Aufgabenstellung
Gib aus dem Textauszug über den Sammelband und die BDS-Kampagne den Abschnitt wörtlich wieder, der mit den Worten „In dem Band“ anfängt und mit „Israel vertreten würden.“ endet.

Textauszug
____________________

Die Herausgeberinnen reagierten auf den Rückzug der Beiträge damit, dass sie den Text von Schamberger und Kilani aus dem Sammelband herausnahmen, um die zurückgezogenen Beiträge wiederzugewinnen und das Gesamtprojekt nicht zu gefährden. Daraufhin wurde ihnen von Schamberger und Kilani eine anti-palästinensische Haltung vorgeworfen und behauptet, die Zurückziehenden hätten die Herausgeberinnen unter Druck gesetzt.

Viele der nun im Band verbleibenden Stimmen stehen der BDS-Kampagne vor allem aufgrund ihrer konkreten autoritären Praxis des Boykotts israelischer Kulturschaffender und Wissenschaftlerinnen kritisch gegenüber. So schreibt die Mit-Herausgeberin Saba-Nur Cheema: »Es geht nicht um den bloßen Boykott von Produkten. Bei BDS haben wir es mit einer totalitären Ideologie zu tun, in der Ausschluss nicht ein Instrument, sondern ein inhärenter Grundsatz ist.«

Der Psychologe und Journalist Tom David Uhlig hingegen geht noch weiter, wenn er schreibt: »Zu behaupten, (…) der Boykott Israels wäre nicht per se antisemitisch, lenkt davon ab, dass er es im konkreten Fall der BDS-Kampagne definitiv ist.«

In dem Band sind also schon deutliche Worte gegen BDS zu finden. Gleichzeitig aber positionieren sich die Herausgeberinnen in der Einleitung im Zusammenhang mit dem Eklat gegen Kontaktschuld und Cancel Culture, welche nicht nur aufseiten der BDS-Kampagne, sondern auch unter deren Kritikerinnen zu finden seien. Und wenn Meron Mendel zum Beispiel in Interviews mit dem Deutschlandfunk oder der »FAZ« davon spricht, dass »die beiden extremen Positionen im Buch nicht mehr vertreten« seien, dann klingt es sogar so, als seien sowohl die beiden BDS-Befürworter als auch deren Kritikerinnen bewusst aus dem Band herausgenommen worden, weil sie zwei radikale und identitär geprägte Positionen zum Thema Israel vertreten würden.

____________________

Bereitgestellte Daten

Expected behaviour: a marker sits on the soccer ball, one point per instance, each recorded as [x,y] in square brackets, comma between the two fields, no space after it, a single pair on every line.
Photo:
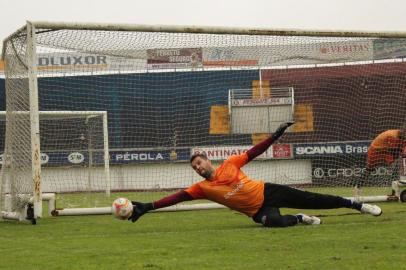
[122,208]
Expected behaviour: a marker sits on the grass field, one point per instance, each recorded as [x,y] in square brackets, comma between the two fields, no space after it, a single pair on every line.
[211,239]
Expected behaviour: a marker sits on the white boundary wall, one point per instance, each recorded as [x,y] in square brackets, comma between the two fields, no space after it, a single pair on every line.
[165,176]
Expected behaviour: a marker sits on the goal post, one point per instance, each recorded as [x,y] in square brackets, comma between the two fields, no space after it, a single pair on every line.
[171,91]
[78,161]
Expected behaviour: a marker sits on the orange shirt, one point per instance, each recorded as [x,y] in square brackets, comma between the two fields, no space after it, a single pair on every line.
[231,187]
[388,140]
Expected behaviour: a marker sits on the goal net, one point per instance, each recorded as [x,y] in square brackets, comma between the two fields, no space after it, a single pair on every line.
[167,92]
[74,158]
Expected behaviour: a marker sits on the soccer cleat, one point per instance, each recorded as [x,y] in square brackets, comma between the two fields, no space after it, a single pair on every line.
[310,220]
[371,209]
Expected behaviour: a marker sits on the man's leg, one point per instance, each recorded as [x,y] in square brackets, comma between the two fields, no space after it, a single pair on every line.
[284,196]
[271,217]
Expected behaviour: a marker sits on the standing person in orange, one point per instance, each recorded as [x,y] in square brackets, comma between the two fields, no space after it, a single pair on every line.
[229,186]
[385,149]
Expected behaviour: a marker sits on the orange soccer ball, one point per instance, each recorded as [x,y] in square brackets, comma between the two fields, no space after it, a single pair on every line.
[122,208]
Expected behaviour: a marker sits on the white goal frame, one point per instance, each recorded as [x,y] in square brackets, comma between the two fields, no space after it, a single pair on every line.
[50,197]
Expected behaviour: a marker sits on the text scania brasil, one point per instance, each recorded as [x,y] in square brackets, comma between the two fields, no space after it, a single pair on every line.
[336,149]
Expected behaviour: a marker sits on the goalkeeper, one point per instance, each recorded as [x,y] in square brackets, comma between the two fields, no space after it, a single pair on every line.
[229,186]
[385,149]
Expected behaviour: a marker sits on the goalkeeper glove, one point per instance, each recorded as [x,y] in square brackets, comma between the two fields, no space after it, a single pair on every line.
[140,209]
[281,129]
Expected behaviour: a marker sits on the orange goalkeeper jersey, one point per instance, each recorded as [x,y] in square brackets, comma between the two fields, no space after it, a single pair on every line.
[388,140]
[231,187]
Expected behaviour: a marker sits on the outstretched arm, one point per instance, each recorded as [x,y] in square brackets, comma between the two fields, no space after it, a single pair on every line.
[140,208]
[264,145]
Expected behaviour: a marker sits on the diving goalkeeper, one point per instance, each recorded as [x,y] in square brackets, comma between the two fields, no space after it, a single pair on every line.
[229,186]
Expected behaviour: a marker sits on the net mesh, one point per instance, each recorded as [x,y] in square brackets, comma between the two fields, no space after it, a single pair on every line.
[167,96]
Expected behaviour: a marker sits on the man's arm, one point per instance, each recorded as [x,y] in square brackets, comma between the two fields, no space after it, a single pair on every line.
[140,208]
[264,145]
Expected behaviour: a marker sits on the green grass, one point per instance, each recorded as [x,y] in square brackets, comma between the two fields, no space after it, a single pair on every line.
[215,239]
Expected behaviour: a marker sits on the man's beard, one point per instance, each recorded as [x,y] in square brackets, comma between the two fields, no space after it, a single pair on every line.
[206,174]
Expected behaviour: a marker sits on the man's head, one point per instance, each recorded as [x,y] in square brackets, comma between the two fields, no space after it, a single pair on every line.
[202,165]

____________________

Antwort zur Aufgabe
In dem Band sind also schon deutliche Worte gegen BDS zu finden. Gleichzeitig aber positionieren sich die Herausgeberinnen in der Einleitung im Zusammenhang mit dem Eklat gegen Kontaktschuld und Cancel Culture, welche nicht nur aufseiten der BDS-Kampagne, sondern auch unter deren Kritikerinnen zu finden seien. Und wenn Meron Mendel zum Beispiel in Interviews mit dem Deutschlandfunk oder der »FAZ« davon spricht, dass »die beiden extremen Positionen im Buch nicht mehr vertreten« seien, dann klingt es sogar so, als seien sowohl die beiden BDS-Befürworter als auch deren Kritikerinnen bewusst aus dem Band herausgenommen worden, weil sie zwei radikale und identitär geprägte Positionen zum Thema Israel vertreten würden.